** SELECTION **
[Start]
The Minotaur's right hand is silhouetted against the light of a
candle held by a girl. This refers to a dark shape under the head of
St. Mark in (101D). Light radiates from the head of St. Mark. In
(101), two women observe from a balcony as do two figures in (101D).
However, the models for Picasso's women are to be found in the dark
columns of (101D) where a wrapped head and a head in dark shadow
prompted Picasso to make his observers. The pigeon's shape is a
negative space between the left arm and chest of the man with a
wrapped head. The young girl with a candle was pieced together from
the head of the person at the base of the columns and the arm holding
a broken staff in (101D). The head of the horse and its left front
leg were seen by Picasso in the folds of clothing on the helmeted
figure bending over the body of the Christian slave in (101D). The
left leg of the helmeted figure was used for the horse's leg. Curved
ropes suggested the horse's intestines spilling onto the ground. In
addition, I see some similarity with Rembrandt's "The Blindness
of Tobit" (101B) and Rembrandt's "Christ Washing the
Disciples' Feet" (101 C). The Minotaur's head could also have
been imagined from the negative shape of the distant landscape under
the clouds in the "Martyrdom of St. Hippolytus" (101E)
which could explain the large scale of the bull's head, the exiting
bearded figure, the observers, the martyred figure, the horse's hind
quarters and the shapes in the foreground of (101).
[End]
** STORED DATA **
[Start]
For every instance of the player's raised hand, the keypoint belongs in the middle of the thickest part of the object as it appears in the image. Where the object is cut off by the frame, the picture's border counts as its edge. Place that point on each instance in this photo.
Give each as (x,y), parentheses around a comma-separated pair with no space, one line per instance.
[End]
** PROBLEMS **
1. List every artwork title that appears in quotation marks in the Picasso passage.
2. Quote the Picasso passage from "The Minotaur's right" up to and including "figures in (101D).".
The lines after the Picasso passage come from a separate source.

** TASK-BY-TASK RESULTS **
1.
"The Blindness of Tobit"
"Christ Washing the Disciples' Feet"
"Martyrdom of St. Hippolytus"

2.
The Minotaur's right hand is silhouetted against the light of a
candle held by a girl. This refers to a dark shape under the head of
St. Mark in (101D). Light radiates from the head of St. Mark. In
(101), two women observe from a balcony as do two figures in (101D).